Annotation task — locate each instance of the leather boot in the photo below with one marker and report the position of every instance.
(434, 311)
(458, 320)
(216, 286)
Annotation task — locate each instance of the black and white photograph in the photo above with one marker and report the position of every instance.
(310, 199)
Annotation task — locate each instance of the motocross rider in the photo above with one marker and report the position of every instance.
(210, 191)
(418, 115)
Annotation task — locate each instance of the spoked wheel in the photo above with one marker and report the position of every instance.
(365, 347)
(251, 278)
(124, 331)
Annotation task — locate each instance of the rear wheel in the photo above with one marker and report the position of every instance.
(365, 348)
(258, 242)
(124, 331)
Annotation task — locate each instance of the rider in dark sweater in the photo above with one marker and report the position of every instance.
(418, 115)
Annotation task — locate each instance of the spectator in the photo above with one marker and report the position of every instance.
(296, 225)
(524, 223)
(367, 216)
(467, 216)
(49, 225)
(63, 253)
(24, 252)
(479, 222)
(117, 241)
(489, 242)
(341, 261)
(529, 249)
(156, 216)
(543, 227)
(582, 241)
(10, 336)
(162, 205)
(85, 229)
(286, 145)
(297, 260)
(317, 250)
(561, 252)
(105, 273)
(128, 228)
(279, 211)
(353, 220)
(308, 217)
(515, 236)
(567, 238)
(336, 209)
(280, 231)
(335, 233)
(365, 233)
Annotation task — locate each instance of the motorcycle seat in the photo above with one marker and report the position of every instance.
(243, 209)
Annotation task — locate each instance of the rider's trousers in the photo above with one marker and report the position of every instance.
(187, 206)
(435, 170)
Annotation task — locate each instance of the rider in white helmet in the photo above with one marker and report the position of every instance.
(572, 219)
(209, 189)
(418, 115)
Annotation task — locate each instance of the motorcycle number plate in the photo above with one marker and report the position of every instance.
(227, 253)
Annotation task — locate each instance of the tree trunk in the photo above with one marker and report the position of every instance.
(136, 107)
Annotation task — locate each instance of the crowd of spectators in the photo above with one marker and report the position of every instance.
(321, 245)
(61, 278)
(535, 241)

━━━━━━━━━━━━━━━━━━━━━━━━━━━━━━

> [Task item]: Quote every line from the line containing "Annotation task — locate each instance of the motorcycle number" through the closing line of the listing, including both.

> [Task response]:
Annotation task — locate each instance of the motorcycle number plate in the photo above with one marker and report the position of every instance.
(227, 253)
Annotation task — locate each instance of the tree trunk in the photo above with one marker and report the position of every instance.
(136, 107)
Annotation task — locate each instance of the crowd of spectators in the photo above with one marker and report the position of every instance.
(321, 245)
(61, 278)
(535, 241)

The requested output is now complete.